§ **The task**: Please return each line of the records below that contains the string "gray", copying every such line in full.

[Object location annotation data]
((
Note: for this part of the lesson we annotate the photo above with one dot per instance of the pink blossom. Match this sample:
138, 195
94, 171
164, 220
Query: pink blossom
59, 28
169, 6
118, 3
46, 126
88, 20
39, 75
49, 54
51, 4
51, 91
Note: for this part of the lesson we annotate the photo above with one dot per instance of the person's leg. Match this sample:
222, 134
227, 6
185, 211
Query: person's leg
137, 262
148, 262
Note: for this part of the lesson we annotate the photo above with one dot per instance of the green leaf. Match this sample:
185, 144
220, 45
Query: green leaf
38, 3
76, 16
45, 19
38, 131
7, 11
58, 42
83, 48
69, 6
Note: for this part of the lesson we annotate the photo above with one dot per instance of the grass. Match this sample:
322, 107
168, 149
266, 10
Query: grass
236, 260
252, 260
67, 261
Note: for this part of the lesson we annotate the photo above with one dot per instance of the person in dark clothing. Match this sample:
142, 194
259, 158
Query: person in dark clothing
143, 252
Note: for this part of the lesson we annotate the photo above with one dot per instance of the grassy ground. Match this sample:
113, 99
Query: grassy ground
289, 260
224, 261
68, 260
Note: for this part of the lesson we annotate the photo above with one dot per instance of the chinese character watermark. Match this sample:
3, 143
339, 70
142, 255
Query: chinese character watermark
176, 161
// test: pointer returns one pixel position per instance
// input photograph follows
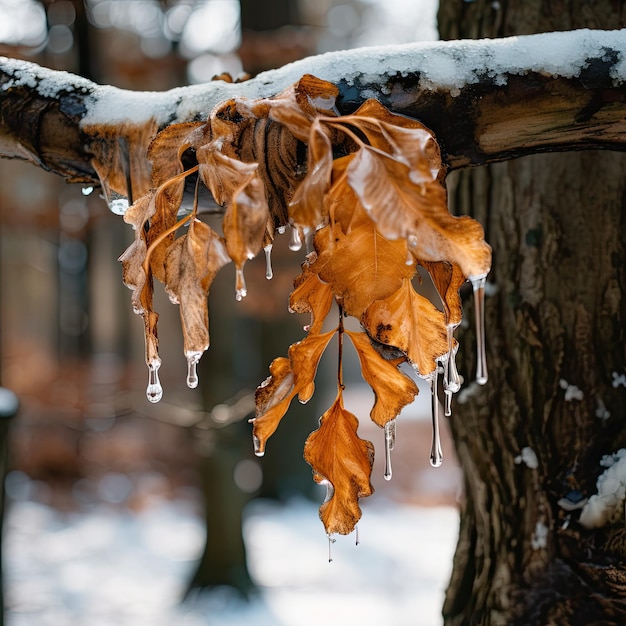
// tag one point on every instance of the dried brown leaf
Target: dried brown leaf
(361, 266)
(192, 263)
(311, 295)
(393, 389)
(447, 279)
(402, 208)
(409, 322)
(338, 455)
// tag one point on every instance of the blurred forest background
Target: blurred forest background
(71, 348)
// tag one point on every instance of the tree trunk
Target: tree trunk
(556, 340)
))
((
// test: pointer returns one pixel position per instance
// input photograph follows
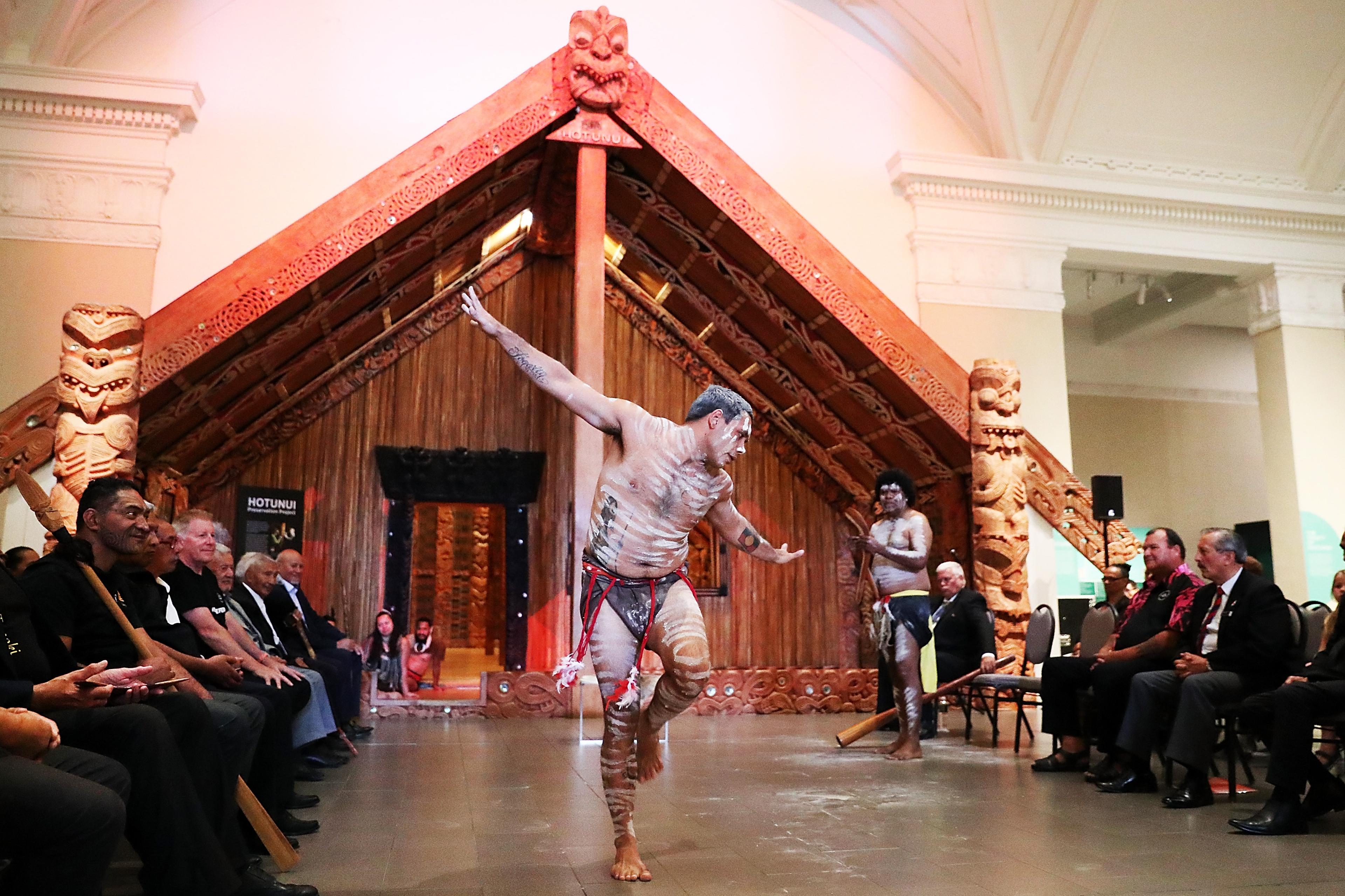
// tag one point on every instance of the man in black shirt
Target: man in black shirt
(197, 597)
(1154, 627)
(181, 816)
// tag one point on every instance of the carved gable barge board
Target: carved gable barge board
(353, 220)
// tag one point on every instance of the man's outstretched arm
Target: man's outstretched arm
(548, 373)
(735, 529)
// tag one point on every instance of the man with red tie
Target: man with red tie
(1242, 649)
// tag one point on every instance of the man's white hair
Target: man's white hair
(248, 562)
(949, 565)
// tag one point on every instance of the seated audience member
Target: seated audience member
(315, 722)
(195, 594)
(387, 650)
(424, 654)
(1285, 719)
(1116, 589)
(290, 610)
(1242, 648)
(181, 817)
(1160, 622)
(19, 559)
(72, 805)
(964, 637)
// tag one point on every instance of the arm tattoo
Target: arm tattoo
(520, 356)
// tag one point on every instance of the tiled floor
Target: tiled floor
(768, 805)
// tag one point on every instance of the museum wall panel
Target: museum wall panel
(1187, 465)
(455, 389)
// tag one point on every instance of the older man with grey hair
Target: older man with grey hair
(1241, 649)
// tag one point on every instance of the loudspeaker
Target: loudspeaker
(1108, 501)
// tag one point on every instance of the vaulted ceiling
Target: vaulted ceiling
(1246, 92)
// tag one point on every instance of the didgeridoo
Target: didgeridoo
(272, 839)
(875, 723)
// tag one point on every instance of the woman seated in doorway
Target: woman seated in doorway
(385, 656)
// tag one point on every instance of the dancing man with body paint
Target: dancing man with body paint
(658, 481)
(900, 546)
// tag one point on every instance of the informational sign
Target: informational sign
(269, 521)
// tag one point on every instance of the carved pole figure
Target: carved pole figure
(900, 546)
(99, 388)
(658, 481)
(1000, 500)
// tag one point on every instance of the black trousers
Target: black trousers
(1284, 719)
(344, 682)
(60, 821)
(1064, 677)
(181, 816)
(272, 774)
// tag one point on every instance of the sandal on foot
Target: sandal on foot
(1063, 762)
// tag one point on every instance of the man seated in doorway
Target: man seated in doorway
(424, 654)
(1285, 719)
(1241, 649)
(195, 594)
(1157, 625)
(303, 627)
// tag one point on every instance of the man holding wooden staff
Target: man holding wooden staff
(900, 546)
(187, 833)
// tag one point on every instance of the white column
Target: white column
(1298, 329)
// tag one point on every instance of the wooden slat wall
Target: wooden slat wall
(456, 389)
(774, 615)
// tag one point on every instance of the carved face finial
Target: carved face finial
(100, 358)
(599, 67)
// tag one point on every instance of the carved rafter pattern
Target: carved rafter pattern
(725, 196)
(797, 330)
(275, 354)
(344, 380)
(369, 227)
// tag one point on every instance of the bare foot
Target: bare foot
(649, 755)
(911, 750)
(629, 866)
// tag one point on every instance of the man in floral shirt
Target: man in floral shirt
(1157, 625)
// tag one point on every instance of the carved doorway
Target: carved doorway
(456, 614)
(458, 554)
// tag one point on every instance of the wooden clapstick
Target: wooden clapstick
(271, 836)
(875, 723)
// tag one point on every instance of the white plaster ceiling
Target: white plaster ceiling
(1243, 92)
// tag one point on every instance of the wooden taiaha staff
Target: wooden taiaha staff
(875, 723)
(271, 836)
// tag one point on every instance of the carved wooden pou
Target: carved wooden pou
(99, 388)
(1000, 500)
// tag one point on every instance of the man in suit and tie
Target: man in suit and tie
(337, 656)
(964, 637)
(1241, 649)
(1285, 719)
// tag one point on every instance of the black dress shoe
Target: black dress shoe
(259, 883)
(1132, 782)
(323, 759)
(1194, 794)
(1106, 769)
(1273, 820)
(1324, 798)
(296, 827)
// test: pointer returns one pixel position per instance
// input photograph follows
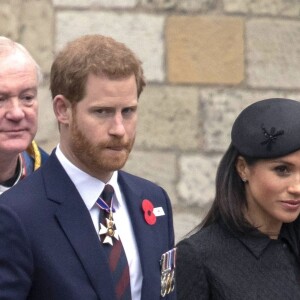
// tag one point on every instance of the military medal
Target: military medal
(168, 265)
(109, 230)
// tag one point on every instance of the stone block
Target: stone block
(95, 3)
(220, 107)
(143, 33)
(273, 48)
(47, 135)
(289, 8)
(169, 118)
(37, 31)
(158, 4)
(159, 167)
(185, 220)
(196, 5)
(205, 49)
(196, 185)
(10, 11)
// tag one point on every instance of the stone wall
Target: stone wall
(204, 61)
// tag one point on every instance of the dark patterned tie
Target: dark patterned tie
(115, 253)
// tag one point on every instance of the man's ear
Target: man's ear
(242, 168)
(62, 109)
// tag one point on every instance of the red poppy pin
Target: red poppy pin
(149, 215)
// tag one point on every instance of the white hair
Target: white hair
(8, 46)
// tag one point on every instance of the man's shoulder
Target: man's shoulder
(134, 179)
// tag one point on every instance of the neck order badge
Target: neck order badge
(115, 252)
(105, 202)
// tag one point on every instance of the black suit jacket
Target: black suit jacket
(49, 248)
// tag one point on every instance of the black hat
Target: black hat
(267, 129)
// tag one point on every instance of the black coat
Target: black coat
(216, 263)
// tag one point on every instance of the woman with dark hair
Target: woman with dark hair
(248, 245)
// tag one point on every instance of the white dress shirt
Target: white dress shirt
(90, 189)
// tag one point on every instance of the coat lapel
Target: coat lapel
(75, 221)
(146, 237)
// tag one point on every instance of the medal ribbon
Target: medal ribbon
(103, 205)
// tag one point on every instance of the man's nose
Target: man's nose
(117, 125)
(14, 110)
))
((
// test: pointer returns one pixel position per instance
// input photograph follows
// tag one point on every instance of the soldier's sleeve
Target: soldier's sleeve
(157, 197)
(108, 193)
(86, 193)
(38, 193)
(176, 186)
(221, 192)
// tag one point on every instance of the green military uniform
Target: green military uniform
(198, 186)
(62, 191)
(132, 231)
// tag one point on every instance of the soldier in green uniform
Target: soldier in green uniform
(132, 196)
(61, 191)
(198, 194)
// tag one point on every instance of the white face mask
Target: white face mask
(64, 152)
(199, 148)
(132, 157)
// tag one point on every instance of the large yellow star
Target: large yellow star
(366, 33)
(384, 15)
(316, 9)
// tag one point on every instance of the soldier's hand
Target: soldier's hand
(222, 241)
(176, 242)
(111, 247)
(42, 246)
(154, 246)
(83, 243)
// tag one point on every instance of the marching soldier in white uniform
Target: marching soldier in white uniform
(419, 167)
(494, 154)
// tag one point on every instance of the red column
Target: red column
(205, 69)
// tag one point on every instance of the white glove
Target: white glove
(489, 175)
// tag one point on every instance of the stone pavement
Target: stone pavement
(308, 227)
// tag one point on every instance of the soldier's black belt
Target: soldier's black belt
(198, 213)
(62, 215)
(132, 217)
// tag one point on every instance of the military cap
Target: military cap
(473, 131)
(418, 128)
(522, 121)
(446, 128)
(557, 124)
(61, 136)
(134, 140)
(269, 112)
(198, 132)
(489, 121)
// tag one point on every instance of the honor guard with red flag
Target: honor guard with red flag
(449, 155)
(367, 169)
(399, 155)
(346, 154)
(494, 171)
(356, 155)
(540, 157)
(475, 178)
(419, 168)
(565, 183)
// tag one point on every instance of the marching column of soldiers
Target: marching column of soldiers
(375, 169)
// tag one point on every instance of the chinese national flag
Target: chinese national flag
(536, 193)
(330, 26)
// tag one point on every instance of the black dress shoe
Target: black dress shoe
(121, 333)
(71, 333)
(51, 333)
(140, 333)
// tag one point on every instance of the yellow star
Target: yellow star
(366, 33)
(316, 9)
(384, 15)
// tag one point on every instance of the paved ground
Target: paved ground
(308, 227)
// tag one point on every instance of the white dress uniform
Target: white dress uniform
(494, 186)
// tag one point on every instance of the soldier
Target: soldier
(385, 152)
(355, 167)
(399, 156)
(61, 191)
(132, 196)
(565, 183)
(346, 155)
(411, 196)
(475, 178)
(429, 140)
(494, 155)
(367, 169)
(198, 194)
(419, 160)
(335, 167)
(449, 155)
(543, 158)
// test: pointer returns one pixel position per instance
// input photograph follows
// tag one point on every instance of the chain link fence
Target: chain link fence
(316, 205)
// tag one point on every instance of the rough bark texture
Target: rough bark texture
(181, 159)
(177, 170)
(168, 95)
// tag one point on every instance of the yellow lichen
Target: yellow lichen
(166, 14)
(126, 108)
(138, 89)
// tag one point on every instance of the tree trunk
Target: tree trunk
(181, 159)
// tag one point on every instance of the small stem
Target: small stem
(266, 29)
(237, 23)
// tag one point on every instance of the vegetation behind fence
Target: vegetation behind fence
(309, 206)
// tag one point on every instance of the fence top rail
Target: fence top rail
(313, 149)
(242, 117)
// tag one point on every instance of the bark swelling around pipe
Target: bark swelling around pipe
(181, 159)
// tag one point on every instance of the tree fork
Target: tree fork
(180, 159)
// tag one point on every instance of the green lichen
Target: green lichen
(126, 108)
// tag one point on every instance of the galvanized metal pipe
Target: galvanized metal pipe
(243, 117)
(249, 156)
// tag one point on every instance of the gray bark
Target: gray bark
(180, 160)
))
§ **In response**:
// tag one point on every instance of the gray bark
Target: gray bark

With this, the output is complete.